(Directions)
All of the records below need to be returned exactly.

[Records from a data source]
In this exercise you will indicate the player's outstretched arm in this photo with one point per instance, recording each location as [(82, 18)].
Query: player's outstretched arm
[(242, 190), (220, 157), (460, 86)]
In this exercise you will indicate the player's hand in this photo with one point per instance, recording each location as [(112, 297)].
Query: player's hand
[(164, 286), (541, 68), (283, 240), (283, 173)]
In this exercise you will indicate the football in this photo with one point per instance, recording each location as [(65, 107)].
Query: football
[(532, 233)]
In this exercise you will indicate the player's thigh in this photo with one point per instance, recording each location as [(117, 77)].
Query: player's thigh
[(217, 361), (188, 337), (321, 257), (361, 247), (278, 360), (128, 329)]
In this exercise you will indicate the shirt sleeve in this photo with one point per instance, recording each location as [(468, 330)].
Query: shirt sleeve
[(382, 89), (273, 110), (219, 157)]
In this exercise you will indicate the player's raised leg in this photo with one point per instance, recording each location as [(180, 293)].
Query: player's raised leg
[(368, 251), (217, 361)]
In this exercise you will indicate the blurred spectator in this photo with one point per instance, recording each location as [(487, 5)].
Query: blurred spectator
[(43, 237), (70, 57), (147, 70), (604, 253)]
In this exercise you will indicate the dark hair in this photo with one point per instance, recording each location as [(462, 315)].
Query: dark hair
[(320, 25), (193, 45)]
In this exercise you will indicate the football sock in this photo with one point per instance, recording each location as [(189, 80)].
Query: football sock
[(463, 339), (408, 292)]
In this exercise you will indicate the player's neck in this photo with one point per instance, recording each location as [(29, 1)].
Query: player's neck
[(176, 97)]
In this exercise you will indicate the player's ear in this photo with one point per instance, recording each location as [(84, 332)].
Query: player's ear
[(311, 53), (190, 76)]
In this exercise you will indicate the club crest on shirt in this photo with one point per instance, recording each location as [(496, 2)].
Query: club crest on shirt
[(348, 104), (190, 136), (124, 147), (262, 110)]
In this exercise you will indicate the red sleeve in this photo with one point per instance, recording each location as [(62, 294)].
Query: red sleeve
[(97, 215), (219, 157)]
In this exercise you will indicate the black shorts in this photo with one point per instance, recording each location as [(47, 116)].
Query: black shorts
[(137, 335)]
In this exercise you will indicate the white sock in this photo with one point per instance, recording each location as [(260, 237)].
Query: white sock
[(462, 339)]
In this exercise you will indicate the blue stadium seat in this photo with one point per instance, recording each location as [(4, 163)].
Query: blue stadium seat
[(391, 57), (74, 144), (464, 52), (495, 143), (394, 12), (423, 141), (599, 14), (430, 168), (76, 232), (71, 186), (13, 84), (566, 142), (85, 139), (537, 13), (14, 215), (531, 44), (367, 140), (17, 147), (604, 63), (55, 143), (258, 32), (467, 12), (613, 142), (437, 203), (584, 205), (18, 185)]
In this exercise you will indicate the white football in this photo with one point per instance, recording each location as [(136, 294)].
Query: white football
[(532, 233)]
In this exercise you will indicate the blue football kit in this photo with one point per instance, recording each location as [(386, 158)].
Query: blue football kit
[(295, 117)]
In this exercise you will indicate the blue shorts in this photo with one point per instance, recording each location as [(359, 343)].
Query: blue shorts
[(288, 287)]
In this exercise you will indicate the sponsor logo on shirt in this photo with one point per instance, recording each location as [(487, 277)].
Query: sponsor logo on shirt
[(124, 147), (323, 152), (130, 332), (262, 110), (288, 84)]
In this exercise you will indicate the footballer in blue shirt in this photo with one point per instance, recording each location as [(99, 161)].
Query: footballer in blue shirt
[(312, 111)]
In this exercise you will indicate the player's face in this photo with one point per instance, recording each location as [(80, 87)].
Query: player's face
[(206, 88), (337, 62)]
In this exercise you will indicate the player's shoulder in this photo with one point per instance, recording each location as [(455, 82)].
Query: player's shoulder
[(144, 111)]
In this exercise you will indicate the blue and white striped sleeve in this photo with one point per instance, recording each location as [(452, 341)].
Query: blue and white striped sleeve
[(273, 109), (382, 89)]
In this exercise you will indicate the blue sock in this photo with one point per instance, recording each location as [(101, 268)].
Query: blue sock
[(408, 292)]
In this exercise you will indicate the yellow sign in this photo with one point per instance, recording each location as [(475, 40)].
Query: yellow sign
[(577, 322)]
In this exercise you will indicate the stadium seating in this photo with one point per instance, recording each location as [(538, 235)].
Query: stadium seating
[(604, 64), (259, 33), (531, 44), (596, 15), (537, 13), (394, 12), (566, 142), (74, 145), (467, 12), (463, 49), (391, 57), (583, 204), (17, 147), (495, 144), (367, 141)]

(Written answer)
In this exercise you will indicate the player's outstretched arm in this photo with one point per instance, recording each location as [(82, 18)].
Query: player's outstretched arm
[(242, 190), (220, 157), (460, 86)]
In this exercise you will indicate the player's hand in this photo with one point per instance, recording each location as [(112, 297)].
Query: player's hand
[(164, 286), (541, 68), (283, 240), (283, 173)]
In this exercise you will indicate the football in this photo with one point per instance, recording each location as [(65, 107)].
Query: football
[(532, 233)]
In this exercise you will indicate the player's thigh in this photo with one point per instance, recording each location as [(117, 77)].
Query: player's thigh
[(217, 361), (188, 337), (321, 257), (361, 247), (278, 360), (128, 329)]
In this exercise you will indicate the shirt sleeve in this photo with one point per instance, recording each location as [(468, 330)].
Query: shirt sleeve
[(382, 89), (273, 110), (219, 157)]
In this exercise you will indicate the player's raised leg in this photo with one point per instance, recording each location as [(180, 293)].
Query: player's raised leg
[(368, 251), (217, 361)]
In this exercise you will indicate the blurred spectator in this photo with one point per instance, recording each location as [(487, 5)].
Query: blurred spectator
[(43, 237), (70, 57), (147, 70), (604, 253)]
In this exercise you will indicate the dark hair in this photo with one point per instance, recording each location as [(462, 315)].
Query: dark hair
[(320, 25), (193, 45)]
In this exercise you will indicate the football sock in this photo with one point per instance, recording each location as [(189, 80)].
Query: football sock
[(463, 339), (408, 292)]
In this exercise you will indicate the player's neck in this photo with one point per instance, recording each location as [(29, 1)].
Query: player's neck
[(176, 97)]
In this exercise you will indicate the player's ear in this photo with one point per instance, recording each location as [(84, 332)].
Query: player's ear
[(311, 53), (190, 76)]
In this exercise you will indicate the club crest on shirt in this photo with one point per instance, recording each location as [(496, 2)].
Query: club crest on shirt
[(348, 104), (190, 136), (124, 147), (262, 110)]
In this exercise you will indicate the red sleeve in this photo with one point per instance, recording each location as [(62, 294)].
Query: red sleeve
[(97, 215), (219, 157)]
In this exercise you will indicate the black shorts in this photo with one point per instance, recording each location as [(47, 116)].
Query: black shorts
[(137, 335)]
In this exercise you will indicate the white sock in this photo with one point per instance, recording each location as [(260, 237)].
Query: white sock
[(462, 339)]
In this exercise you will indicate the blue stadium seat in this photo with one point per instance, recording each location as [(4, 163)].
Query: blue stadium seat
[(391, 57), (74, 144), (464, 52), (495, 143), (394, 12), (423, 141), (599, 14), (430, 168), (76, 232), (71, 186), (13, 84), (566, 142), (85, 139), (537, 13), (14, 215), (531, 44), (367, 140), (17, 147), (604, 63), (55, 143), (258, 32), (467, 12), (613, 142), (437, 203), (584, 205), (18, 185)]
In this exercise you will indicate the white football in this photo with one point per instance, recording each location as [(136, 294)].
Query: white football
[(532, 233)]
In this exercise you will indicate the blue football kit in this photo with one point per instance, recording each location as [(386, 158)].
Query: blue football kit
[(295, 117)]
In this exercise you will indicate the blue shorts in this photo with one point per instance, recording each location as [(359, 343)].
Query: blue shorts
[(288, 287)]
In this exercise you will indicate the sponsor logo on shirt in this photo with one point per instance, recording each location as [(487, 277)].
Query: sponsor logo on shirt
[(124, 147), (323, 152), (130, 332), (262, 110), (288, 84)]
In this exercise you will indicate the footballer in blue shirt in this photo with one point per instance, recording each location as [(99, 161)].
Query: footballer in blue shirt
[(312, 111)]
In this exercise you will indicate the player's face in this photo with one point per instance, recording each location as [(80, 87)].
Query: player's face
[(206, 88), (337, 62)]
In this exercise you will indicate the player's shoulder in this photo with one point per instance, recording each location as [(455, 82)].
Query: player's shoulder
[(144, 111)]
In this exercise you will indicate the blue and white striped sleeve in this photo with one point per instance, recording each location as [(452, 341)].
Query: blue and white striped sleeve
[(273, 109), (382, 89)]
In this exercise you will indicate the blue sock in this photo with one point per instance, recording each location as [(101, 268)].
Query: blue sock
[(408, 292)]
In this exercise you will indicate the yellow sign in this photo with one point per instance, recording each location as [(475, 40)].
Query: yellow sign
[(577, 322)]
In this exercise you will indicate the stadium seating in this photo with one point per instance, recording each location as [(538, 235)].
Query: stadium seating
[(604, 64), (259, 33), (531, 44), (596, 15), (537, 13), (394, 12), (566, 142), (74, 145), (467, 12), (463, 49), (391, 57), (583, 204), (17, 147), (495, 144), (367, 141)]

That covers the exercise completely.